→ GOAL OF THE EXERCISE:
Scan the entries and copy each line where the word "outline" is present.

━━━━━━━━━━━━━━━━

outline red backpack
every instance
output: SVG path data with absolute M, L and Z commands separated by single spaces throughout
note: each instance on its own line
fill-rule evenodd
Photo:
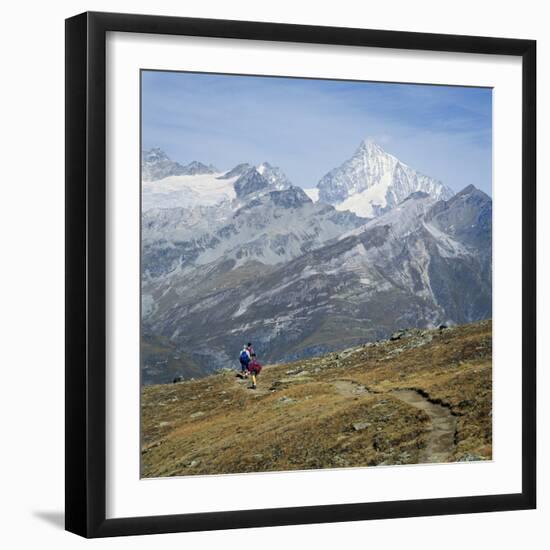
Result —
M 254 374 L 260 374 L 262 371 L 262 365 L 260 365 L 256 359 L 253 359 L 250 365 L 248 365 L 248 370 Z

━━━━━━━━━━━━━━━━

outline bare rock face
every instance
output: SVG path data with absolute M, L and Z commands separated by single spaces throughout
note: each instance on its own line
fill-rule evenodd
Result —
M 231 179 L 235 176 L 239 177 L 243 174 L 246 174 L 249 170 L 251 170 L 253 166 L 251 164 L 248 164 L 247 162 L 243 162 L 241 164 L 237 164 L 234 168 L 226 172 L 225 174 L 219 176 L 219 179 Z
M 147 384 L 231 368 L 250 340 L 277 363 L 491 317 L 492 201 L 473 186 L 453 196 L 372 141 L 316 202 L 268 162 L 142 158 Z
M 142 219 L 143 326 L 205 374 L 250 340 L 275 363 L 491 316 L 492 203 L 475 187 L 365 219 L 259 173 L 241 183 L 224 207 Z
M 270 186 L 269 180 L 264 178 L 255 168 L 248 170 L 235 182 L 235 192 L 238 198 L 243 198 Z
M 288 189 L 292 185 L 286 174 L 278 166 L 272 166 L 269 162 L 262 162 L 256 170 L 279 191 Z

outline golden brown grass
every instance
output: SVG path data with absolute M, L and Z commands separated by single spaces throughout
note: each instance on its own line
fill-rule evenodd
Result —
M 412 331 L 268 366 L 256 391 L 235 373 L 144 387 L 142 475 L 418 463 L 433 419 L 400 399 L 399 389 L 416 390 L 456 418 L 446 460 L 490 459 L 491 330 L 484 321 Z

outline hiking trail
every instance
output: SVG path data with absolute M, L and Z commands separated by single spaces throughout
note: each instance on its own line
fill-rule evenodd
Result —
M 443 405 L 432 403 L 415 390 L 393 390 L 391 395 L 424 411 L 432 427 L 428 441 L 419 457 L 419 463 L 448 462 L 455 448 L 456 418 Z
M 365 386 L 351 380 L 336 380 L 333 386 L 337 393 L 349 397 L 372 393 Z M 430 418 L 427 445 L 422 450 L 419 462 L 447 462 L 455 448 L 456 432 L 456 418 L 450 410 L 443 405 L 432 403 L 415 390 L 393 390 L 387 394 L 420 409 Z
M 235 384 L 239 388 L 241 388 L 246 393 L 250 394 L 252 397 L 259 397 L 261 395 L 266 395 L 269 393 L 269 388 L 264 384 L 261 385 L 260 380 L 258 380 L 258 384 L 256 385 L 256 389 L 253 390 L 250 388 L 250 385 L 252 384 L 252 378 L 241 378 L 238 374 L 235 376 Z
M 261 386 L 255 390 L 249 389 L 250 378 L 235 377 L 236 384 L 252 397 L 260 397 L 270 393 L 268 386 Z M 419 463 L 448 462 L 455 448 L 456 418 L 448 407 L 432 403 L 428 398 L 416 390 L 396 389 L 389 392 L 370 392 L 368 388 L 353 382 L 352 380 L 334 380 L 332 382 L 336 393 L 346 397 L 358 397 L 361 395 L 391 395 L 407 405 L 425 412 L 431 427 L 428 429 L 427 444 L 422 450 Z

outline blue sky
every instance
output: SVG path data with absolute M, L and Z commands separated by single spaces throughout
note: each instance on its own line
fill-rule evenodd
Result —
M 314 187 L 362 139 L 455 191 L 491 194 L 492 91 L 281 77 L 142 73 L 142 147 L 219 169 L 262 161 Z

━━━━━━━━━━━━━━━━

→ FINAL ANSWER:
outline red backpack
outline bare rock face
outline golden brown grass
outline hiking trail
outline blue sky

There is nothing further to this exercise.